So, here we are. I realize a good chunk of this is surprising ("you mean I shouldn't create strings in my APIs?"). My point here is, again, we're at a juncture. We're trying to factor garbage (heh) out of API design in ways that defer the lifetime management to the user of the API.

We could pull json into std.experimental and defer the policy decisions for later, but I think it's a great driver for them. (Thanks Sönke for doing all the work, this is a great baseline.) I think we should use the JSON API as a guinea pig for the new era of D API design in which we have a solid set of principles, tools, and guidelines to defer lifetime management. Please advise.



Andrei

On 8/17/15 2:47 PM, Dmitry Olshansky wrote:
>
> Actually one can combine the two:
> - use integer type tag for everything built-in
> - use pointer tag for what is not

But a pointer tag can do everything that an integer tag does. -- Andrei

On 8/17/15 2:51 PM, deadalnix wrote:
>  From the compiler perspective, the tag is much nicer. Compiler can use
> jump table for instance.

The pointer is a more direct conduit to a jump table.

> It is not a good solution for Variant (which needs to be able to
> represent arbitrary types) but if the amount of types is finite, tag is
> almost always a win.
> In the case of JSON, using a tag and packing trick, it is possible to
> pack everything in a 2 pointers sized struct without much trouble.

Point taken. Question is if this is worth it.


Andrei

On 8/17/15 2:56 PM, Sönke Ludwig wrote:
> - The enum is useful to be able to identify the types outside of the D
> code itself. For example when serializing the data to disk, or when
> communicating with C code.

OK.

> - It enables the use of pattern matching (final switch), which is often
> very convenient, faster, and safer than an if-else cascade.

Sounds tenuous.

> - A hypothesis is that it is faster, because there is no function call
> indirection involved.

Again: pointers do all integrals do. To compare:

if (myptr == ThePtrOf!int) { ... this is an int ... }

I want to make clear that this is understood.

> - It naturally enables fully statically typed operator forwarding as far
> as possible (have a look at the examples of the current version). A
> pointer based version could do this, too, but only by jumping through
> hoops.

I'm unclear on that. Could you please point me to the actual file and lines?

> - The same type can be used multiple times with a different enum name.

(Records of labeled points)

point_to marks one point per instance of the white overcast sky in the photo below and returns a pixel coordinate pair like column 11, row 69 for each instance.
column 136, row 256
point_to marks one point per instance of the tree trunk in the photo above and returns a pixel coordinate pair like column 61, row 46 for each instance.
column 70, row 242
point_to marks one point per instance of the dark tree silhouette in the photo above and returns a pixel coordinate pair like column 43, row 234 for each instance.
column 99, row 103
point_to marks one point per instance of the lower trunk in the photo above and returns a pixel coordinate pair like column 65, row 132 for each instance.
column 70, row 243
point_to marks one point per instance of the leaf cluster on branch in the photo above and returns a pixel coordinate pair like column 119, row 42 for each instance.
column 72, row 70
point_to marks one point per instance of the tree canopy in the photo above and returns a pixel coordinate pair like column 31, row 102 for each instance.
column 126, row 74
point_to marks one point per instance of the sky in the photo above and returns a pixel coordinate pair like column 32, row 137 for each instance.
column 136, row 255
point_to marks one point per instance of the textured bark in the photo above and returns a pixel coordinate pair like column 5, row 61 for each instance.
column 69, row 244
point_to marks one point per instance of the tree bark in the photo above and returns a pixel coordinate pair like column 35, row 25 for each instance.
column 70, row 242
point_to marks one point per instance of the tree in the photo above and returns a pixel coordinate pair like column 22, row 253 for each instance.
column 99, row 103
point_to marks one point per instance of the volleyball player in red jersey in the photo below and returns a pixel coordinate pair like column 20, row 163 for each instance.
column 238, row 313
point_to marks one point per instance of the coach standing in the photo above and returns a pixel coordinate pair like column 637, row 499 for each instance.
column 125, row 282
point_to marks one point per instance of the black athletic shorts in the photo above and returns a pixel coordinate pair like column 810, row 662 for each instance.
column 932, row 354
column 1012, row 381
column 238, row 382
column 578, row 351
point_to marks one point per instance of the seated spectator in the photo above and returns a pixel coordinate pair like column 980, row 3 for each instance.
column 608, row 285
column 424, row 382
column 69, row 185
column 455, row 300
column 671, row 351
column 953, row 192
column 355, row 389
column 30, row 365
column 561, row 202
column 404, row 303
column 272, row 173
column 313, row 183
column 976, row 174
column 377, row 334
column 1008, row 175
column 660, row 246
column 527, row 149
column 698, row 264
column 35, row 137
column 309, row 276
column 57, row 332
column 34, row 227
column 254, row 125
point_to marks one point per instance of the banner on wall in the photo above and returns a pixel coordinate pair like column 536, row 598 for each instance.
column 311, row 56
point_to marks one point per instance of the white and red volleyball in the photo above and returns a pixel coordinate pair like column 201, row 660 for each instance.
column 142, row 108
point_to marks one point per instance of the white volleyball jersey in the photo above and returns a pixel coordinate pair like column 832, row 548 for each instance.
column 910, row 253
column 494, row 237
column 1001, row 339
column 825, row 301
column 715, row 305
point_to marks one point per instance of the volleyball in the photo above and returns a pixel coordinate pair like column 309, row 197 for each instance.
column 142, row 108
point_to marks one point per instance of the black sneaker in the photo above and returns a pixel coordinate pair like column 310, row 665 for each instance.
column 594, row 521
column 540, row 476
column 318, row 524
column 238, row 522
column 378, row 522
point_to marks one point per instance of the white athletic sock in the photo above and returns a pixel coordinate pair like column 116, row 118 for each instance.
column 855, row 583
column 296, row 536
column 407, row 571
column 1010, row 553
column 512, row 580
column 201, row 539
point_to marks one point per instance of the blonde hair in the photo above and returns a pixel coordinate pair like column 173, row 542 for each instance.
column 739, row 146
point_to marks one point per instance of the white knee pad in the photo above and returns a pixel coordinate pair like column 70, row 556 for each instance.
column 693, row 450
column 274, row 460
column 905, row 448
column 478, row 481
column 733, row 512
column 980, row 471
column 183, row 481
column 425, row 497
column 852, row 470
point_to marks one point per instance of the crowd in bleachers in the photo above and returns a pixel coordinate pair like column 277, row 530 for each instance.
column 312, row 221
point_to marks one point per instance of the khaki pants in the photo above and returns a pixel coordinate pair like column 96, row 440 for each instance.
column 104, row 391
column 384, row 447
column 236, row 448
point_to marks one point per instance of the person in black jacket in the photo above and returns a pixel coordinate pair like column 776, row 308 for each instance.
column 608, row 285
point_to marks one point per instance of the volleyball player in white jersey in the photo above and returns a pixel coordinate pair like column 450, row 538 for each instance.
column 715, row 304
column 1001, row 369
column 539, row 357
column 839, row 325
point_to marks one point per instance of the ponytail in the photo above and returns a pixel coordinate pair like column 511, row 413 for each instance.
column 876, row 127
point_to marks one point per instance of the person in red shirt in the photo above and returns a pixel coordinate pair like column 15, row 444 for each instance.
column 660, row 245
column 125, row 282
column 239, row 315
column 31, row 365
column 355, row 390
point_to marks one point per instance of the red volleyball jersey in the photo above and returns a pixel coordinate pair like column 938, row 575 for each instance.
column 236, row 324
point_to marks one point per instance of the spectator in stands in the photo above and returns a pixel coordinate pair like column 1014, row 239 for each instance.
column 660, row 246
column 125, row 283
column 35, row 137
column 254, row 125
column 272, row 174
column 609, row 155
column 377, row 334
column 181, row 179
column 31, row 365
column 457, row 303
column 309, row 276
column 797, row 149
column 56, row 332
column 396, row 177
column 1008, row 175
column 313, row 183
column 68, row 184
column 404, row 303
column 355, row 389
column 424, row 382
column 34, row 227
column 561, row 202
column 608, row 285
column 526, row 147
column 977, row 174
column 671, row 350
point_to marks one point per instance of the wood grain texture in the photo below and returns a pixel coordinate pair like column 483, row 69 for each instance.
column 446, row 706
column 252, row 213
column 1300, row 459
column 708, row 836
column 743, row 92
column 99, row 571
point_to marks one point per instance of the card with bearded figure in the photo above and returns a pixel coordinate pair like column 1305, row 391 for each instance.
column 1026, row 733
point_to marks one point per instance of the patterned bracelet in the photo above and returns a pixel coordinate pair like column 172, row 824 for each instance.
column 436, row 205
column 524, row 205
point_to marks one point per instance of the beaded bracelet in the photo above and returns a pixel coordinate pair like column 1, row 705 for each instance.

▸ **DIRECTIVES**
1/ Answer these questions about the thread on JSON API design:
(a) What does Andrei think the JSON API should serve as for the new era of D API design?
(b) According to deadalnix, using a tag and a packing trick, into what size of struct can everything in JSON be packed?
(c) Besides serializing data to disk, in what other case does Sönke say the enum helps identify types outside the D code?
2/ Rewrite the part of the thread on JSON API design that opens with the words containing "On 8/17/15 2:56" and closes with "with C code.", putting "a file" in place of "disk".

▸ **TASK-BY-TASK SOLUTIONS**
1/
(a) A guinea pig.
(b) A struct the size of 2 pointers.
(c) When communicating with C code.

2/
On 8/17/15 2:56 PM, Sönke Ludwig wrote:
> - The enum is useful to be able to identify the types outside of the D
> code itself. For example when serializing the data to a file, or when
> communicating with C code.